begin Data lines
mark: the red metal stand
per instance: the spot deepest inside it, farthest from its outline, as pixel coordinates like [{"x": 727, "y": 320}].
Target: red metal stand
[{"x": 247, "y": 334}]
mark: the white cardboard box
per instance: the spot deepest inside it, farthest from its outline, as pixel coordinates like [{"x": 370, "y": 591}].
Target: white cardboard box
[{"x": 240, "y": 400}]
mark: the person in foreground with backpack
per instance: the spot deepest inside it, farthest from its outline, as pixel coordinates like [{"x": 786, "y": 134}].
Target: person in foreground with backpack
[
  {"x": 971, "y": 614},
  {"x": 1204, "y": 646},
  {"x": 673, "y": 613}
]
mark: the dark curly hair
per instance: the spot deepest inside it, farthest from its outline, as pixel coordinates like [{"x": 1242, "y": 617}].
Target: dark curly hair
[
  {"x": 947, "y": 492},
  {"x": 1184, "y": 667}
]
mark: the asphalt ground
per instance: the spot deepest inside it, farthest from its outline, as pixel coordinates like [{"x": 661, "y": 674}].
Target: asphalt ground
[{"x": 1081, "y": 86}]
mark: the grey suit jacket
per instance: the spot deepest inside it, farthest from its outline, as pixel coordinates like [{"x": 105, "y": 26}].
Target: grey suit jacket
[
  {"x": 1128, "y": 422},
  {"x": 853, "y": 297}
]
end Data lines
Write every entry out again exactly.

mark: the red metal stand
per instance: the spot deepest inside it, farthest from its outline, as pixel coordinates like [{"x": 727, "y": 320}].
Target: red metal stand
[{"x": 247, "y": 334}]
mark: the white cardboard box
per instance: the spot deepest inside it, farthest from its outline, as pixel coordinates like [{"x": 370, "y": 591}].
Target: white cardboard box
[{"x": 240, "y": 400}]
mark: the person in foreground with backpack
per instance: the spot deepest inside it, farthest from its outline, as pixel coordinates like [{"x": 786, "y": 134}].
Target: person in foreground with backpack
[
  {"x": 971, "y": 614},
  {"x": 1204, "y": 646},
  {"x": 673, "y": 613}
]
mark: the dark curly hair
per instance: the spot deepest inside it, farthest from its outline, as pixel coordinates like [{"x": 1242, "y": 617}].
Target: dark curly hair
[
  {"x": 947, "y": 492},
  {"x": 1184, "y": 667}
]
mark: the asphalt ground
per instance: the spot deepest inside it, farthest from its outline, as pixel coordinates like [{"x": 661, "y": 674}].
Target: asphalt ground
[{"x": 1081, "y": 86}]
mark: the grey suit jacket
per instance: the spot deepest inside it, farthest from its outline, as pixel coordinates like [{"x": 105, "y": 26}].
Target: grey suit jacket
[
  {"x": 1128, "y": 422},
  {"x": 853, "y": 297}
]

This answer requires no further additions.